───── TEXT SHOWN

Posted: January 11, 2010 11:08 PM

A Tax Even Its Defenders Can't Love


People are saying that the so-called Cadillac tax "might fall flat" and "has real problems."  And those are its defenders.  I can't remember any new policy in recent history whose own advocates had so many complaints with its design.

Not that we're "Ezra Klein Watch" around here, but Ezra's become the locus and the spokesman for the pro-tax contingent. He's mounted a yeoman's defense, using a broad (if what occasionally seems to be a shifting) array of arguments.  Not that all of his points are without merit, by any means.  He and other tax proponents have raised compelling arguments that merit serious discussion.  Unfortunately, they don't have much to do with this tax.

The debate shifted after studies (by Gabel et al. and the Milliman actuarial firm) showed that "richness of benefits" is not what would place most health plans into the tax. It mainly targets benefits for older, sicker people, those who live in the wrong part of the country, or those in the wrong industry.  Then we learned that yes, employers will cut benefits if the tax is passed, but no, workers won't get the money their employers save as wages.  Two consulting firms (Towers-Perrin and Mercer) confirmed overwhelmingly that companies intended to keep the money instead.

Sure, reducing overall health costs would free up more money for wages in the future.  But nobody's explained how this tax would reduce overall costs. All we know is that these workers, whose coverage would be cut now, would get nothing in return.  Meanwhile there would be a lot of unfair suffering - suffering to which the tax's defenders seem uncharacteristically indifferent.  "No one should be under the illusion that this tax will not cause some pain," writes Ezra.  "Everything has losers."

So if your coverage gets cut because you or your co-workers are too old or too sick, buck up:  Everything has losers.

──────────
───── RECORD EXTRACTS

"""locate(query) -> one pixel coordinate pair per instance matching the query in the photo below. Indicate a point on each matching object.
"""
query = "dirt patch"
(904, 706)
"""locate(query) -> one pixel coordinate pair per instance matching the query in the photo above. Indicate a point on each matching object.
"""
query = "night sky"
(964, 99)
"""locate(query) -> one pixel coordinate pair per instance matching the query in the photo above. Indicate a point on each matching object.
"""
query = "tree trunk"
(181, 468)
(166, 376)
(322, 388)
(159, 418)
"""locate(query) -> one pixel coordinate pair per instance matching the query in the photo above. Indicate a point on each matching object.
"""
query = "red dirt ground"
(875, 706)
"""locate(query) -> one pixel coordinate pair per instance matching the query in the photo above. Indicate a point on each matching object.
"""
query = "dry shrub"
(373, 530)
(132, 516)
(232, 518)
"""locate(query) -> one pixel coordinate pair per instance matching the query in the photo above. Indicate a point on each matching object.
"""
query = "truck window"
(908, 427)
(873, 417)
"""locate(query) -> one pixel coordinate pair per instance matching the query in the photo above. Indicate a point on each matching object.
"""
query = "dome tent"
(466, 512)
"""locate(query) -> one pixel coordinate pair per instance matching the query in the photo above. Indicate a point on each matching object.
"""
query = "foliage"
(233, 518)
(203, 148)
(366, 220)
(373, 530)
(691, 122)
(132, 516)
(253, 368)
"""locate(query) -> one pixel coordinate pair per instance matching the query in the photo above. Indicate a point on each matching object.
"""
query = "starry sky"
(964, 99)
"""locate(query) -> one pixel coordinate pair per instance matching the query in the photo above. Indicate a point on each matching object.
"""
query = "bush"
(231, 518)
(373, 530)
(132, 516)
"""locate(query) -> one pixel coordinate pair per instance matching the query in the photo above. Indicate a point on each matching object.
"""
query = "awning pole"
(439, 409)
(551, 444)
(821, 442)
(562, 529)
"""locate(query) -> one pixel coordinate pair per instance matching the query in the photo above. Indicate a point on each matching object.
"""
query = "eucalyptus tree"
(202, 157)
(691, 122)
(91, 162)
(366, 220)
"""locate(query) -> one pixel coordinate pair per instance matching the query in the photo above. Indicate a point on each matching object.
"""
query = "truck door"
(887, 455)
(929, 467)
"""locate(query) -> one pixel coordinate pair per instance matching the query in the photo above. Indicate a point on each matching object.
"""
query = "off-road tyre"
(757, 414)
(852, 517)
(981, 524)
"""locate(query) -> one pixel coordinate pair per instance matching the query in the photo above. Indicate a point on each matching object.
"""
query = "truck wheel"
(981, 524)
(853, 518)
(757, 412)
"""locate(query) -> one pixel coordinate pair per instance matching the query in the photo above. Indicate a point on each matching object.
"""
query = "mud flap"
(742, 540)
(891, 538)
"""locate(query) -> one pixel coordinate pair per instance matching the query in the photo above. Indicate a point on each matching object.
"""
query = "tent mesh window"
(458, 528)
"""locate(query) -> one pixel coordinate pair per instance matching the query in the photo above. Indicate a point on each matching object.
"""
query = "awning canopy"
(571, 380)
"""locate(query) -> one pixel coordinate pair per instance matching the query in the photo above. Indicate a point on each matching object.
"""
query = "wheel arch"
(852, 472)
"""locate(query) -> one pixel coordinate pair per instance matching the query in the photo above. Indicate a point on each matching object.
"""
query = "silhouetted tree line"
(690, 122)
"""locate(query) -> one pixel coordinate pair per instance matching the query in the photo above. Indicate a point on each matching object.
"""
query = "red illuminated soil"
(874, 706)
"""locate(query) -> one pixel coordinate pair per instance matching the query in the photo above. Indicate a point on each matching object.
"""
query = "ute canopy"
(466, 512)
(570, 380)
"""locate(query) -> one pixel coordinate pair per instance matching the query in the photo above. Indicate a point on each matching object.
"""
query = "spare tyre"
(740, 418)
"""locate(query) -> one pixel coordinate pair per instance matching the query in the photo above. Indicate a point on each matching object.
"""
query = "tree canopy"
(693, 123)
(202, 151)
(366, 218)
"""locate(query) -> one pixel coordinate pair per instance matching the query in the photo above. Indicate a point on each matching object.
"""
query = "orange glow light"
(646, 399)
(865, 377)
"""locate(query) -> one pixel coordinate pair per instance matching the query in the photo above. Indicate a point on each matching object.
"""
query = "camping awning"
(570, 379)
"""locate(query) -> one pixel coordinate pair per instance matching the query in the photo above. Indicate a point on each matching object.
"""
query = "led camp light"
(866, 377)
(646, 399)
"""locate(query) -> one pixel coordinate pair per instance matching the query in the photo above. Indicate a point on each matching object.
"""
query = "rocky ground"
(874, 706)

──────────

EXERCISE DESCRIPTION: Translate this sentence from the text on the Cadillac tax into Spanish: "Two consulting firms (Towers-Perrin and Mercer) confirmed overwhelmingly that companies intended to keep the money instead."

TASK OUTPUT: Dos firmas de consultoría (Towers-Perrin y Mercer) confirmaron de manera abrumadora que, en cambio, las empresas tenían la intención de quedarse con el dinero.